Directions
Return each line of the records with nothing changed, pictures excepted.

○ ○ ○ ○

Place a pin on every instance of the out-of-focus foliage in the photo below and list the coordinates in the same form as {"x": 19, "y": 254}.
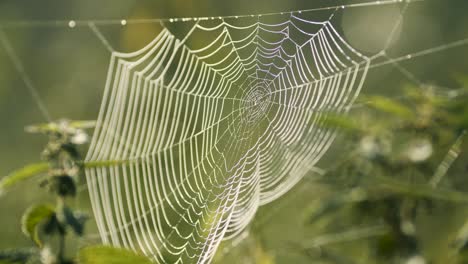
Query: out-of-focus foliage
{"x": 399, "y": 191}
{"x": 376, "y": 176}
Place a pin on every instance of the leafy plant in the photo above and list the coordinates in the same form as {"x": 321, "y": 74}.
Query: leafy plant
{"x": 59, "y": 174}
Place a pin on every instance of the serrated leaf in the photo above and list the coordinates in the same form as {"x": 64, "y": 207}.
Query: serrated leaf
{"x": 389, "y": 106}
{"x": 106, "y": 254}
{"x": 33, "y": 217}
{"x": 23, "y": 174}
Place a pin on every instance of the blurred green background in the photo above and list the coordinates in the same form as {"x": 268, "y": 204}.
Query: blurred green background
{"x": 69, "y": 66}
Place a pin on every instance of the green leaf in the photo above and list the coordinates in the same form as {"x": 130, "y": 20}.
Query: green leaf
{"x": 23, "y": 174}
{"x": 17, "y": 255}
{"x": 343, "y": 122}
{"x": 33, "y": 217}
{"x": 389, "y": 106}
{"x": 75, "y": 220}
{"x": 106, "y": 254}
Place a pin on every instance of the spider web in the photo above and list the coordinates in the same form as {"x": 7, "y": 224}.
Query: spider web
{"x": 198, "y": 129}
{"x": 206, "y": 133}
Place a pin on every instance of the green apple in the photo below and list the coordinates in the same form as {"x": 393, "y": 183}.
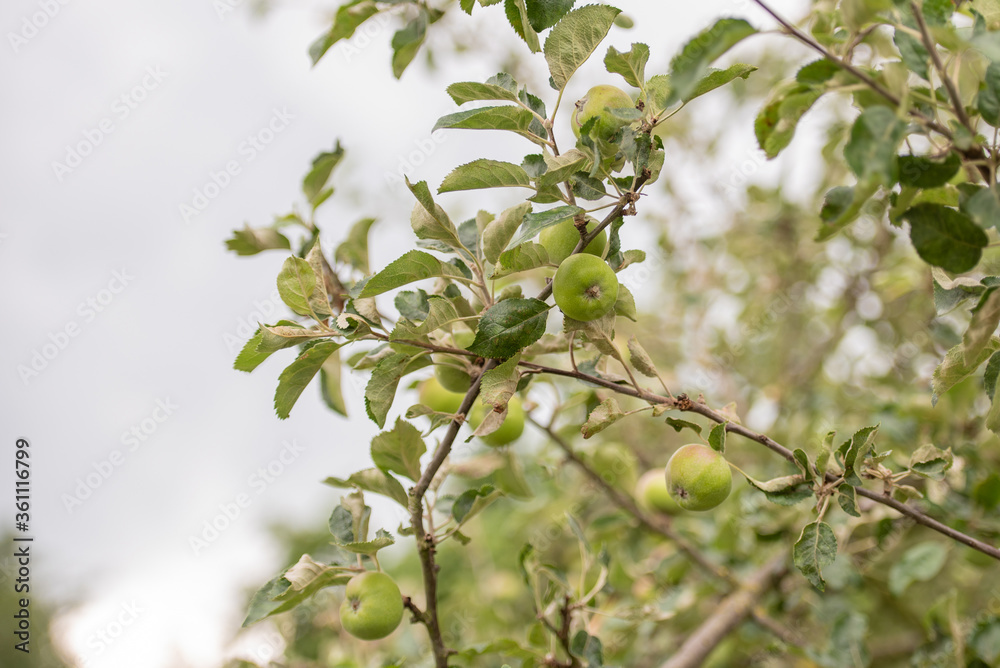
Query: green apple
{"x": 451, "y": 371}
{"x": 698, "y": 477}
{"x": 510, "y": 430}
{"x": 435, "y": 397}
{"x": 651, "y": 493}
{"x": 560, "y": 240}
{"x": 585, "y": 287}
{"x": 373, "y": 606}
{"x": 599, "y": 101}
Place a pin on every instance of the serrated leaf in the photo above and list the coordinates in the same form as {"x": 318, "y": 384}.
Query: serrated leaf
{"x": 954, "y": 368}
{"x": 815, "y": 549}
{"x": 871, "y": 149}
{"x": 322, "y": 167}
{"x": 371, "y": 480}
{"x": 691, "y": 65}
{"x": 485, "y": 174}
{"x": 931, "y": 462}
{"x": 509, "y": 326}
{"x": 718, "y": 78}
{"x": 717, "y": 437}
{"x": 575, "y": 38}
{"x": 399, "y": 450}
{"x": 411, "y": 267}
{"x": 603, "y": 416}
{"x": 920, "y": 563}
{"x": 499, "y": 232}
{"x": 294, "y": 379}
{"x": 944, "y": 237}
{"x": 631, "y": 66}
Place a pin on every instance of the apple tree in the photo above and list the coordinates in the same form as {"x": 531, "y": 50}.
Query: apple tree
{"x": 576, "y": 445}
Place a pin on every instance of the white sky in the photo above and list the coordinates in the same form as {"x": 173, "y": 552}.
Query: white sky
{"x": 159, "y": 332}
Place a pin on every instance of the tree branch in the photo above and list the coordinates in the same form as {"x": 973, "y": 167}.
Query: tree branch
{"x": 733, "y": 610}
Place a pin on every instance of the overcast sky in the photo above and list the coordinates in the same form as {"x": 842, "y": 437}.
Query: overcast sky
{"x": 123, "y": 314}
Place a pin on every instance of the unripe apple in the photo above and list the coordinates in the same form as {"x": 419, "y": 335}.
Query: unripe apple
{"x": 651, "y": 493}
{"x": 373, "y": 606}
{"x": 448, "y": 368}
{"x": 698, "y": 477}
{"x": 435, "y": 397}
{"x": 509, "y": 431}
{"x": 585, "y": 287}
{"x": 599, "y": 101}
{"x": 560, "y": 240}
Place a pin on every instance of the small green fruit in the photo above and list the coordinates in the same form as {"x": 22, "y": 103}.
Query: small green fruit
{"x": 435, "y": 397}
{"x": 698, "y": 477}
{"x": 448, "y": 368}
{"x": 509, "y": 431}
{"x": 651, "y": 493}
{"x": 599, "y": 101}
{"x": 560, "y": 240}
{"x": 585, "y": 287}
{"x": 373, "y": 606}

○ ○ ○ ○

Response to the task
Place a pin on every instance of the out-of-focus foliage in the photo below and list the coordinates in the same form as {"x": 19, "y": 254}.
Query: out-of-focus foliage
{"x": 399, "y": 191}
{"x": 376, "y": 176}
Place a pin on every instance of the leafy plant in the photo above and list the coordinates in the same form as {"x": 321, "y": 74}.
Query: leafy plant
{"x": 59, "y": 174}
Place a pin on every instance of the serrated leaf in the photo above and list the coordinates in the same form as {"x": 64, "y": 207}.
Query: serrated leaf
{"x": 389, "y": 106}
{"x": 106, "y": 254}
{"x": 33, "y": 217}
{"x": 23, "y": 174}
Place a pin on every instance of the blurred green background in the photo above and list the coordinates in the same form as {"x": 268, "y": 204}.
Query: blurred green background
{"x": 69, "y": 66}
Place a pin on every instance of the green leaf in the photo above and list the coordinates in the same form as {"x": 130, "y": 20}.
Query: green leaf
{"x": 23, "y": 174}
{"x": 17, "y": 255}
{"x": 343, "y": 122}
{"x": 33, "y": 217}
{"x": 389, "y": 106}
{"x": 75, "y": 220}
{"x": 106, "y": 254}
Place a pin on every instance of the spider web in the photo above and list the coordinates in the same form as {"x": 7, "y": 224}.
Query: spider web
{"x": 198, "y": 129}
{"x": 206, "y": 133}
Place a pin on every instance of the green apple in the photo below and list the coordinates in the same form as {"x": 393, "y": 183}.
Query: green apple
{"x": 451, "y": 371}
{"x": 698, "y": 477}
{"x": 510, "y": 430}
{"x": 435, "y": 397}
{"x": 651, "y": 493}
{"x": 560, "y": 240}
{"x": 585, "y": 287}
{"x": 373, "y": 606}
{"x": 599, "y": 101}
Place a pin on every instance of the serrated leaf in the photo above and list the coordinates in the same form as {"x": 318, "y": 384}.
Query: serrated leaf
{"x": 954, "y": 368}
{"x": 815, "y": 549}
{"x": 871, "y": 149}
{"x": 322, "y": 167}
{"x": 371, "y": 480}
{"x": 691, "y": 65}
{"x": 485, "y": 174}
{"x": 931, "y": 462}
{"x": 509, "y": 326}
{"x": 718, "y": 78}
{"x": 717, "y": 437}
{"x": 575, "y": 38}
{"x": 399, "y": 450}
{"x": 411, "y": 267}
{"x": 603, "y": 416}
{"x": 920, "y": 563}
{"x": 499, "y": 232}
{"x": 294, "y": 379}
{"x": 944, "y": 237}
{"x": 631, "y": 66}
Place a pin on every instance of the apple tree in the photo above and list the coordinates in the same form as {"x": 531, "y": 50}.
Query: apple tree
{"x": 576, "y": 445}
Place a pin on every instance of the white sky in the photo above and list the coordinates in the same form as {"x": 173, "y": 552}.
Query: white sky
{"x": 159, "y": 332}
Place a pin on every instance of the tree branch in the photo above and list the coordinates in the same form as {"x": 973, "y": 167}.
Query: tree branch
{"x": 733, "y": 610}
Place a pin on every instance of the overcast sky in the photo above and list the coordinates in the same form as {"x": 842, "y": 437}.
Query: overcast sky
{"x": 123, "y": 314}
Place a pin on every instance of the unripe apple in the photo above and list the coordinates in the same form as {"x": 419, "y": 335}.
Query: unripe apple
{"x": 651, "y": 493}
{"x": 373, "y": 606}
{"x": 448, "y": 368}
{"x": 698, "y": 477}
{"x": 435, "y": 397}
{"x": 509, "y": 431}
{"x": 585, "y": 287}
{"x": 599, "y": 101}
{"x": 560, "y": 240}
Place a pin on every instance of the small green fruit in the photo above and list the coordinates in the same form as {"x": 22, "y": 103}.
Query: small green fruit
{"x": 435, "y": 397}
{"x": 698, "y": 477}
{"x": 448, "y": 368}
{"x": 509, "y": 431}
{"x": 651, "y": 493}
{"x": 599, "y": 101}
{"x": 560, "y": 240}
{"x": 585, "y": 287}
{"x": 373, "y": 606}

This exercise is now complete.